• **Tasks to perform**
**A.** Could you print everything in the Oregon budget article from "Brown made her" down to "starting July 1.", word for word?
**B.** Can you carry on the Oregon budget article from the point where it stops?
++++ Document text
By PETER WONG/Oregon Capital Bureau
Gov. Kate Brown says federal aid must go hand in hand with spending cuts to offset almost $3 billion that state tax collections and other sources will be short.
Brown made her statement Wednesday after state economists told lawmakers that the COVID-19 coronavirus pandemic has resulted in an unprecedented economic downturn from shutdowns in business activity and public life.
Oregon’s unemployment rate jumped from a modern low of 3.5% in March to a modern high of 14.2% in April. Oregon’s state general fund budget draws more than 90% of its money from personal and corporate income taxes. The combined general fund and lottery budget for the 2019-21 cycle is about $23.7 billion, and virtually all of the potential spending cuts of $2.7 billion will fall within the second year starting July 1.
“The steepness of this decline is unprecedented,” State Economist Mark McMullen said during a video conference of the House and Senate revenue committees.
While he and Senior Economist Josh Lehner said they expected a quick economic recovery when business activity resumes — as early as the second half of 2020, and an “all clear” by mid-2021 — “it takes a full year or more before pain is realized.”
They also projected that state coffers will get less than originally forecast in the following two budget cycles. Oregon did get $1.4 billion as its share of $150 billion in federal aid from the recent CARES Act, although $415 million is tentatively earmarked for local and tribal governments other than Portland, Multnomah County and Washington County.
Brown said: “Make no mistake, the budget gap created by this pandemic is too large to bridge without additional congressional action. I am thankful for the work of our congressional delegation to secure federal funding for Oregon in the relief packages Congress has passed so far. But those funds only address a fraction of our current need, especially since we are not permitted to use the funding we have received so far to address state budget shortfalls.
++++++++
++++ Available data
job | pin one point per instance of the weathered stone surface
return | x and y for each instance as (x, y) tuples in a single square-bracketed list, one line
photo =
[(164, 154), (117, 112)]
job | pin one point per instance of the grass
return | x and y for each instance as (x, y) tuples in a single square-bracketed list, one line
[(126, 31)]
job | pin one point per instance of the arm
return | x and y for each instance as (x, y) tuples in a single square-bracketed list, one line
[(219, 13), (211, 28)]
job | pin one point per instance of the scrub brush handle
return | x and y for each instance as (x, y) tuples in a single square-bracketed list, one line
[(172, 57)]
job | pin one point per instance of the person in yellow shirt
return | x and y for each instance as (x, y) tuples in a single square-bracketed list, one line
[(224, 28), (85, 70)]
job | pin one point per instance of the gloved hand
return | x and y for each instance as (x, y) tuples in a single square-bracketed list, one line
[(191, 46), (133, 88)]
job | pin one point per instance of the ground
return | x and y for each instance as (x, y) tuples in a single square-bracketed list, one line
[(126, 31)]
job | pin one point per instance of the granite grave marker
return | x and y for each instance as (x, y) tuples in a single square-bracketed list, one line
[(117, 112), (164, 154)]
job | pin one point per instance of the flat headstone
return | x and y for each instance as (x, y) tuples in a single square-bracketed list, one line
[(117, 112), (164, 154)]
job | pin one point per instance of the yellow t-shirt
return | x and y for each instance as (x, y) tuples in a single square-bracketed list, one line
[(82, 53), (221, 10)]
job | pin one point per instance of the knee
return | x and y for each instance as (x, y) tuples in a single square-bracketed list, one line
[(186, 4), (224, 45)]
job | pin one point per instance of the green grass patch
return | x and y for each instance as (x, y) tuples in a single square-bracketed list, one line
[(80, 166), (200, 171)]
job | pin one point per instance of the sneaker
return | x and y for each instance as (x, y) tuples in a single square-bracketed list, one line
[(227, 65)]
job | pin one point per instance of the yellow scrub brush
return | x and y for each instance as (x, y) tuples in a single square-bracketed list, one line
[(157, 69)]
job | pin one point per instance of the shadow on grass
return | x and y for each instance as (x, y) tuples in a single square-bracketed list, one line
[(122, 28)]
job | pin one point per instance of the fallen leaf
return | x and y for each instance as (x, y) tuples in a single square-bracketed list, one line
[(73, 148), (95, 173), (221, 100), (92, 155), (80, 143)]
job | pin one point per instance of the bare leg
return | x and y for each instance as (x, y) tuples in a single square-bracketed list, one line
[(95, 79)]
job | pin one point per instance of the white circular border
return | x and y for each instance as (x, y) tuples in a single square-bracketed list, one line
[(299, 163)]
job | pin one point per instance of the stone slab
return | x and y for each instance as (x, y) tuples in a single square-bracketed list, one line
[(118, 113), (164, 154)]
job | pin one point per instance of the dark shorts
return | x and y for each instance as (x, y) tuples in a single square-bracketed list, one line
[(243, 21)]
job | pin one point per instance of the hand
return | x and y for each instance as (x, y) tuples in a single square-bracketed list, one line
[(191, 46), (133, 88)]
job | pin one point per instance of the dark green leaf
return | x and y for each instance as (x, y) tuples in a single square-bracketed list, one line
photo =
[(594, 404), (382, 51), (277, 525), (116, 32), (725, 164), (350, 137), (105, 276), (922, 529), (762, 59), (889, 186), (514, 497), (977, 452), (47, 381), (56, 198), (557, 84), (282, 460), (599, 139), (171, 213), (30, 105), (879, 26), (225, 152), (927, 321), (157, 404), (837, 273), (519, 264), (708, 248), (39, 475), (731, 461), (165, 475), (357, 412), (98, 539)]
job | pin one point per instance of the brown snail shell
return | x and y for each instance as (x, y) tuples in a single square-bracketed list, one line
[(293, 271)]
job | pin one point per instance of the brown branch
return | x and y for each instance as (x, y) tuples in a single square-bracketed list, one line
++++++++
• **Your responses**
**A.**
Brown made her statement Wednesday after state economists told lawmakers that the COVID-19 coronavirus pandemic has resulted in an unprecedented economic downturn from shutdowns in business activity and public life.
Oregon’s unemployment rate jumped from a modern low of 3.5% in March to a modern high of 14.2% in April. Oregon’s state general fund budget draws more than 90% of its money from personal and corporate income taxes. The combined general fund and lottery budget for the 2019-21 cycle is about $23.7 billion, and virtually all of the potential spending cuts of $2.7 billion will fall within the second year starting July 1.

**B.**
“As a state, we took action to shutter our economy in order to save lives in the middle of a once-in-a-century crisis. Now it’s time for Congress and the president to step up and provide once-in-a-century support for important state services, including schools, health care, and public safety.”
More federal aid uncertain
The Democratic-led U.S. House passed a $3 trillion aid bill on May 15 with $500 billion for states and $375 billion for local governments. But the Republican majority in the U.S. Senate has balked at the price tag, and President Donald Trump has taken a wait-and-see stance, so more aid for states does not appear to be imminent.
Brown has received agency plans she ordered earlier this month for $3 billion in spending cuts, amounting to 17% of their general fund support starting July 1. But no one expects those cuts to pass the Legislature. Brown has the authority to cut spending across the board, but only lawmakers can approved selected cuts.
Brown also could impose a hiring freeze — although she has said more workers have been needed at the Employment Department and other agencies affected by the pandemic and the downturn — or employee furloughs.
“The latest forecast for state revenue makes it clear that we have tough choices ahead,” she said in her statement Wednesday. “We will need to tighten our belts. I am working with legislative leaders to preserve critical state services, find efficiencies, and prepare for potential budget cuts.”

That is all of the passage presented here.